*Data for this task*

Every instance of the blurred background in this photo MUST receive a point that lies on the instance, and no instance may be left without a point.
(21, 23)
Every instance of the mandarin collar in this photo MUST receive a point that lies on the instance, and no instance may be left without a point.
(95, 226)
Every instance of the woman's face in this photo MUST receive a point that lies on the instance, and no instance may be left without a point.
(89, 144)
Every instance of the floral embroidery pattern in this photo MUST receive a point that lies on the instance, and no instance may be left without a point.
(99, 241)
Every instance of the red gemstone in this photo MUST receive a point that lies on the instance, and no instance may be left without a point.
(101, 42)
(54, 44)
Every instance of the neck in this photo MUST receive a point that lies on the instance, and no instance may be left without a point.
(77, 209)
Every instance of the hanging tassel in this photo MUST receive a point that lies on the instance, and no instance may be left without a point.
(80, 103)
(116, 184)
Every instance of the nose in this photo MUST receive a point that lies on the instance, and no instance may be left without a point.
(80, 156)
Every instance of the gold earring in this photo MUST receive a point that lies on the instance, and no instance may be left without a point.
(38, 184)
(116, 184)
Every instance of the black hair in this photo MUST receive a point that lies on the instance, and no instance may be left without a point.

*Task description*
Would you retype the listing above in full, exactly as it reads?

*Your solution*
Every instance of the blurred background in this photo MUST receive a point that lies on the instance, and no instance may be left without a point.
(21, 23)
Every instance of the mandarin collar in this photo MUST receive a point that lies on the instance, and no instance may be left without a point.
(95, 226)
Every instance of the woman's face in this photo MUST receive a point that lies on the instance, and no instance may be left without a point.
(89, 144)
Every instance of the floral embroidery pattern in this photo MUST receive a point that lies on the instance, and no instance may be left without a point.
(99, 241)
Every instance of the red gemstone in this photo MUST receive a point that lies on the instance, and no instance may be left without a point.
(101, 42)
(54, 44)
Every instance of the neck in this photo MUST receive a point that lies on the instance, and no instance may be left without a point.
(77, 209)
Every instance of the hanging tassel in this photo MUST receive a point that lies on the instance, and no instance may be left without a point.
(80, 103)
(116, 184)
Every instance of the nose in this photo MUST receive a point that lies on the instance, and no instance may be left without a point.
(80, 156)
Every instance of the gold earring in this photo MUST receive a point that lies on the instance, and no instance may be left without a point.
(38, 184)
(116, 184)
Every instance of the black hair in this photo MUST receive a point that lies on the instance, and no instance may be left without a point.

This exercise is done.